SET PROBLEM
Continue the excerpt on solar geoengineering concerns from its last sentence.

Another slippery slope concern about solar geoengineering research relates to the short lifetimes of aerosol particles in the atmosphere, which necessitates a sustained, long-term locked-in effort [36]. If a large-scale solar geoengineering programme were suddenly terminated, the warming offset by the programme would occur rapidly [27]. Given that many climate risks scale with the rate of change, an abruptly halted solar geoengineering programme could bring more severe risks than if the geoengineering programme had never been initiated and the same extent of warming had occurred more gradually [27].

Additional concerns centre on the ‘moral hazard’ of how research on, and even discussion of, solar geoengineering might be a distraction, promoting complacency and further undermining already insufficient national and global political will to mitigate and adapt [37].

Concerns about the challenges of global governance associated with solar geoengineering are particularly relevant to the importance of seeking legitimacy [20]. Any global-scale geoengineering programme can be expected to have regional differences in effectiveness in offsetting climate risks [19,40], with more powerful countries seeking control over both research agendas and deployment plans.

Power struggles over whose preferences are prioritized in a geoengineered world appear likely. It is easy to imagine, for example, the USA seeking outcomes that maintain favourable precipitation patterns for Midwest US farmers even if, in doing so, drought in the African Sahel is worsened. It is reasonable, therefore, to fear that competing interests in controlling the global thermostat will exacerbate both inequality and potential conflict.

Beyond national interests, concerns have also been articulated that a research agenda or deployment strategy could be shaped to prioritize specific corporate or military interests and minimize priorities of climate vulnerable people and communities [41–43].

(Stored entries)
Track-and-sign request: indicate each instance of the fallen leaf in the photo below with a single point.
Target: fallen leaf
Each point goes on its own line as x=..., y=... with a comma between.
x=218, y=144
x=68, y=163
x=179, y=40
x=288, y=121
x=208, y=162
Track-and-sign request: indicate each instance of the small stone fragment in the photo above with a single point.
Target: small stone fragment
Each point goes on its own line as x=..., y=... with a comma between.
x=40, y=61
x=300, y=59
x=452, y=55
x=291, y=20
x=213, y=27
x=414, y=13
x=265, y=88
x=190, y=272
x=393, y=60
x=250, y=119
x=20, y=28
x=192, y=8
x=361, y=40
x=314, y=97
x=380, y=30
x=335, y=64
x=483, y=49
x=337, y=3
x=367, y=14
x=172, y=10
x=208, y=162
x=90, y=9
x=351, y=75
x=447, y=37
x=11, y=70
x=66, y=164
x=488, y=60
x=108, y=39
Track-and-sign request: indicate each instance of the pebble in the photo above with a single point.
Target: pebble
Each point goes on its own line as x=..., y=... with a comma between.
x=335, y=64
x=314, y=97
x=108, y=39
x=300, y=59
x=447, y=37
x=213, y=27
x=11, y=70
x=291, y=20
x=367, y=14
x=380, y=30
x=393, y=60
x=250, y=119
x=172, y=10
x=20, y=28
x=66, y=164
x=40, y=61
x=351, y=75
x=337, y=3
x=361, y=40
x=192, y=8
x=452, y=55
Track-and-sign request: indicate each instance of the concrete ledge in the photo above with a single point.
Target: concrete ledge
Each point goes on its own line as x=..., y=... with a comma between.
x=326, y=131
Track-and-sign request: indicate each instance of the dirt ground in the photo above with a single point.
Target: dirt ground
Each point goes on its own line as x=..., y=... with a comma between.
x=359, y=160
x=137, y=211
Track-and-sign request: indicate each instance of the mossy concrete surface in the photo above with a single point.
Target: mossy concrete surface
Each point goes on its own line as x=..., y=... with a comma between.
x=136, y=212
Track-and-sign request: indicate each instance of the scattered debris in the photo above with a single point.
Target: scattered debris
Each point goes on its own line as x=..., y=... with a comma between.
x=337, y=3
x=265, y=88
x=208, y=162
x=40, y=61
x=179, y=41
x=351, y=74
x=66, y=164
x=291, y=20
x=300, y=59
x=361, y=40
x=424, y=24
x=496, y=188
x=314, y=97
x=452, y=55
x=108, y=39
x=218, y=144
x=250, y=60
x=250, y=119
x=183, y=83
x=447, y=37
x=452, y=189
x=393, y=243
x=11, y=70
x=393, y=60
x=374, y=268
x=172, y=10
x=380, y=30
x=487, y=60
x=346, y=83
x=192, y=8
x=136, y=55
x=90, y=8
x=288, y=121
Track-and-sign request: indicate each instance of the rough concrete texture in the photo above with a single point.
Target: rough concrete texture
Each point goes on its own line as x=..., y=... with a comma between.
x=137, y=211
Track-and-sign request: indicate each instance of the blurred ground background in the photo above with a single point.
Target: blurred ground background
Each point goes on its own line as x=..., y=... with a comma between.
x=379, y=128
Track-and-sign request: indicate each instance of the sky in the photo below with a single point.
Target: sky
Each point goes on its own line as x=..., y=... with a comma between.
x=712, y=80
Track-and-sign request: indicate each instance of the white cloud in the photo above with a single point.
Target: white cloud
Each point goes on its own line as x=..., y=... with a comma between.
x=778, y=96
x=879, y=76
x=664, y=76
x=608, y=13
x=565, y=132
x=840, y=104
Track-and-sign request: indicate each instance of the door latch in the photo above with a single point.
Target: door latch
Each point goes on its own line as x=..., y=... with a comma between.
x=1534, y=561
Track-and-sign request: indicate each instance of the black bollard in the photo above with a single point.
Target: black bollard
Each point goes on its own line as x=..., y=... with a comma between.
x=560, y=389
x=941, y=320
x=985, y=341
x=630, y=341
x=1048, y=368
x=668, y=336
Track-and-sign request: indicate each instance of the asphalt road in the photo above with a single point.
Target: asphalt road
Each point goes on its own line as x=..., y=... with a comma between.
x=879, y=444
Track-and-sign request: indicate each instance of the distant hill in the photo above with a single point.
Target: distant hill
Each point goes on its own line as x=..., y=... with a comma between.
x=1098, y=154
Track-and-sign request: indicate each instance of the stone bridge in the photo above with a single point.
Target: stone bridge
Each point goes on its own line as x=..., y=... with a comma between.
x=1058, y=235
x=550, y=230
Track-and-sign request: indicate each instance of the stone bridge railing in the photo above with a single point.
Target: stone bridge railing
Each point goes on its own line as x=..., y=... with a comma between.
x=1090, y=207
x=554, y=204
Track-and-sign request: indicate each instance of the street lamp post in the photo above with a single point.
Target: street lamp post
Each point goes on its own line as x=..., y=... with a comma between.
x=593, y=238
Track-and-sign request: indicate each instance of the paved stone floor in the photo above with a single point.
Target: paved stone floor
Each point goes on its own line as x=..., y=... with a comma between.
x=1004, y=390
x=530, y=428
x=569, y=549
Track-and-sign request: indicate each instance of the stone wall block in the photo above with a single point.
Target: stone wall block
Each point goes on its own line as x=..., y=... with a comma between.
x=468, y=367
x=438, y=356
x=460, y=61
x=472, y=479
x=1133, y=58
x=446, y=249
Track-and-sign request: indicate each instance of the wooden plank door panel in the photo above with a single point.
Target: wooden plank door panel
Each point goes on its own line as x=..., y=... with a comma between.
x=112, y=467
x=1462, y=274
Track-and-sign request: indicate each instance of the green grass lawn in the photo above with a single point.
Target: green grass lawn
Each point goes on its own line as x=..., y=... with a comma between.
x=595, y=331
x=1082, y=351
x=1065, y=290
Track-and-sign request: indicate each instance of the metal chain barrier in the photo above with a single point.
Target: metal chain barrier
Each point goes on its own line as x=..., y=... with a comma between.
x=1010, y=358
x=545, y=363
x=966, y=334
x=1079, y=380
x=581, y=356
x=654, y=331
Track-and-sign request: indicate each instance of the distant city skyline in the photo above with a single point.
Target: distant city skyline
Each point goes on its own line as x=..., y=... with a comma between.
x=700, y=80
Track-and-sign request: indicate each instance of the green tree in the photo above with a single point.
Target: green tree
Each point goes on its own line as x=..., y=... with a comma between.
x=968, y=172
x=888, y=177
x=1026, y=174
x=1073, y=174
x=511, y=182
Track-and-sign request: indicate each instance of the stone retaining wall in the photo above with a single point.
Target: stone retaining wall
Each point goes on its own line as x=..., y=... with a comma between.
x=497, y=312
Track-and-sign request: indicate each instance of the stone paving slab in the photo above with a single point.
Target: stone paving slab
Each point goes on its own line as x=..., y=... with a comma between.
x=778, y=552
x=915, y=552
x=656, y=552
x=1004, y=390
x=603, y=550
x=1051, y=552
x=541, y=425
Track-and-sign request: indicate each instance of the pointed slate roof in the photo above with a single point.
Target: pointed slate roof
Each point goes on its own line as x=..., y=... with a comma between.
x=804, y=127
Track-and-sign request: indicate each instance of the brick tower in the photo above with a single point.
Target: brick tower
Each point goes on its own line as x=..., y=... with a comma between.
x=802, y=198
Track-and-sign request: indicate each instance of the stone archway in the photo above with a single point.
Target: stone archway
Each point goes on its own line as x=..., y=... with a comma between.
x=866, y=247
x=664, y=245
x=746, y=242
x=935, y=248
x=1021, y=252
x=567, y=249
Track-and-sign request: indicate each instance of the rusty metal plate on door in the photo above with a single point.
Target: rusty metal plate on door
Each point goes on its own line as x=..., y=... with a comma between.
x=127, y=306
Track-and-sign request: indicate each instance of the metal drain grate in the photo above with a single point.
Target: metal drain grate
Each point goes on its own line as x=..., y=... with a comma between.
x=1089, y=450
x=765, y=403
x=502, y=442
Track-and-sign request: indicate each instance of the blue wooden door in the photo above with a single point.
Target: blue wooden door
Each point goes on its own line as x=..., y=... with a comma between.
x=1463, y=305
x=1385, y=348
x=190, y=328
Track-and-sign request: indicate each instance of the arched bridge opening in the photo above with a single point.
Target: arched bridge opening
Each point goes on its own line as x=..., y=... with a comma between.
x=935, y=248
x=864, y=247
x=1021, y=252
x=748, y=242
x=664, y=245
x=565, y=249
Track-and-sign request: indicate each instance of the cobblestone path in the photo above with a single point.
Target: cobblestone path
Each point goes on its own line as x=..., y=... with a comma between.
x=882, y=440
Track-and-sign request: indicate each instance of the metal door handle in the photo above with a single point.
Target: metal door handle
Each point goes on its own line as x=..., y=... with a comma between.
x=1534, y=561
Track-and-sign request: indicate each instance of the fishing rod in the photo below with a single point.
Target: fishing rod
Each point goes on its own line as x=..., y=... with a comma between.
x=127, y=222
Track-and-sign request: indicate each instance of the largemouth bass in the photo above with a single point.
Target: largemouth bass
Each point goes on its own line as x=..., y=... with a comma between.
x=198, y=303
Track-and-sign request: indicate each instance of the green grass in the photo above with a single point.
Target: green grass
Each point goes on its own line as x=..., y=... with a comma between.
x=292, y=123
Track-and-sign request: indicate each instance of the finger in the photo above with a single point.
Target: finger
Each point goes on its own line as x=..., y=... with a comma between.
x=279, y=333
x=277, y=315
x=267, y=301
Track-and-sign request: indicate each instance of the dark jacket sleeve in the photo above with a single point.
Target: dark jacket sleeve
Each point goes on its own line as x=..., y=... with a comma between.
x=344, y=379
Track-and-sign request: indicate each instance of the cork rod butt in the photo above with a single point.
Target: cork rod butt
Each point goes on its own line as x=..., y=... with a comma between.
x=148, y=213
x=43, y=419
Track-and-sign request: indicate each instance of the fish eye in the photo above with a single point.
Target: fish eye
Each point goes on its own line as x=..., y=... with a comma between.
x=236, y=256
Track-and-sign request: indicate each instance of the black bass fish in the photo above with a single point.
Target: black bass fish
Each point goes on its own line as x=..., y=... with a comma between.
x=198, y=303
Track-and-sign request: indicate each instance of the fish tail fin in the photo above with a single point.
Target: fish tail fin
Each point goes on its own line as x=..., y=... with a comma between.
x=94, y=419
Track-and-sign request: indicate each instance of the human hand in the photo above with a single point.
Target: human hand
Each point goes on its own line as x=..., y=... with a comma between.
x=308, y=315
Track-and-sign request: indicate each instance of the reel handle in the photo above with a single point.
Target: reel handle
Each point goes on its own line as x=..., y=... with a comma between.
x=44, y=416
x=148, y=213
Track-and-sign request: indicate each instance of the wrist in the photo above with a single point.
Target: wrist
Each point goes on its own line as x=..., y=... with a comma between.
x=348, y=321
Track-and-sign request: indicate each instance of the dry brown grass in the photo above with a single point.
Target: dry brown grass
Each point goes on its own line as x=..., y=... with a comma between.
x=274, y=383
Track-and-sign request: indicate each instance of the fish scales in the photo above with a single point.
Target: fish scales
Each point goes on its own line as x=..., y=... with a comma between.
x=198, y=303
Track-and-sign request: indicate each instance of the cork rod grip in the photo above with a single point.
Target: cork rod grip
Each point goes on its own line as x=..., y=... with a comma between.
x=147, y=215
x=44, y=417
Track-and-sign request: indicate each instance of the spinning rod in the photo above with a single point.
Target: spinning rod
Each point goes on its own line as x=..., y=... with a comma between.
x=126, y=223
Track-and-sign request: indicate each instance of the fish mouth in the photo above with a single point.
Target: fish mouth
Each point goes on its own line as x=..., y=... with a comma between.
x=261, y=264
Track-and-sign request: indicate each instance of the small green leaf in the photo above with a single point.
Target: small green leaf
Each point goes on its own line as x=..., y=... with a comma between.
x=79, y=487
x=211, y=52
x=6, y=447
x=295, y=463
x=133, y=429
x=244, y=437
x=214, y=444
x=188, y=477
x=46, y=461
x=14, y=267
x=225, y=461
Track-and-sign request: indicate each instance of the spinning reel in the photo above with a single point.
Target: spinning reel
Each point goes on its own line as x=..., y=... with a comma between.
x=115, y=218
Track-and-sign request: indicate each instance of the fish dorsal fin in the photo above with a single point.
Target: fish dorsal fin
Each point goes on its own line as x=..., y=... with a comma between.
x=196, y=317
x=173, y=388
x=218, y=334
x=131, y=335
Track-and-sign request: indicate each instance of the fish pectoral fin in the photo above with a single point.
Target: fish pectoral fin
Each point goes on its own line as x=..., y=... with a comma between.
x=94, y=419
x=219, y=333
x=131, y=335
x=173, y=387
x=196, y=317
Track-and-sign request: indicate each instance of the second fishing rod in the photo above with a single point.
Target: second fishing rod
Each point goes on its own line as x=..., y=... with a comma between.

WRITTEN RESPONSE
4. Enhancing the legitimacy of solar geoengineering field research

Uncertainties over who will control the global thermostat and how the unequal distribution of impacts might be integrated into governance [20] may exacerbate opposition by civil society and climate vulnerable communities and nations; opposition could occur even with proposals for small-scale geoengineering experiments with seemingly low environmental risk [21,25]. It is also reasonable to anticipate (or fear) that once small-scale research initiatives are underway the results of these experiments will build momentum among researchers and funders to address additional policy-relevant questions that can only be answered through larger scale experiments, experiments with greater risks of intended and unintended consequences that transcend political boundaries [34]. No formal global governance infrastructure currently in place is equipped or prepared to address these challenges, nor is there a coherent set of governance frameworks to guide the potential expansion of research [20].

As the IPCC Special Report on 1.5°C and other analyses draw greater attention to the probability and consequences of global temperatures rising above the Paris Agreement targets, practical interest in learning more about the potential of solar geoengineering is likely to expand, so calls for atmospheric field experiments are likely to continue and intensify.

Within this emerging context of expanded and contested advocacy for solar geoengineering field research, governments and civil society organizations well beyond the geographical reach of small-scale experiments are likely to see themselves as stakeholders in their design and implementation. There is, therefore, high value in establishing a systematic process for gaining meaningful international input and informed consent to seek legitimacy for field experiments. This process is likely to be critically important, even for small-scale field experiments that may be contained and limited in their proposed scope and scale.

At its core, such a process would need to provide a platform for collaborative dialogue over, and assessment of, proposed field experiments in the context of researcher and stakeholder perceptions of multiple, competing risks: the severe, perhaps existential, risks of severe climate change impacts associated with global temperature increases above the Paris Agreement targets; the risk that even substantial investments in net emissions reductions and adaptation may be insufficient to limit temperature increases and protect climate vulnerable nations and communities; and the environmental, social and geopolitical risks of solar geoengineering research and deployment intended to ensure that the Paris temperature targets can be met.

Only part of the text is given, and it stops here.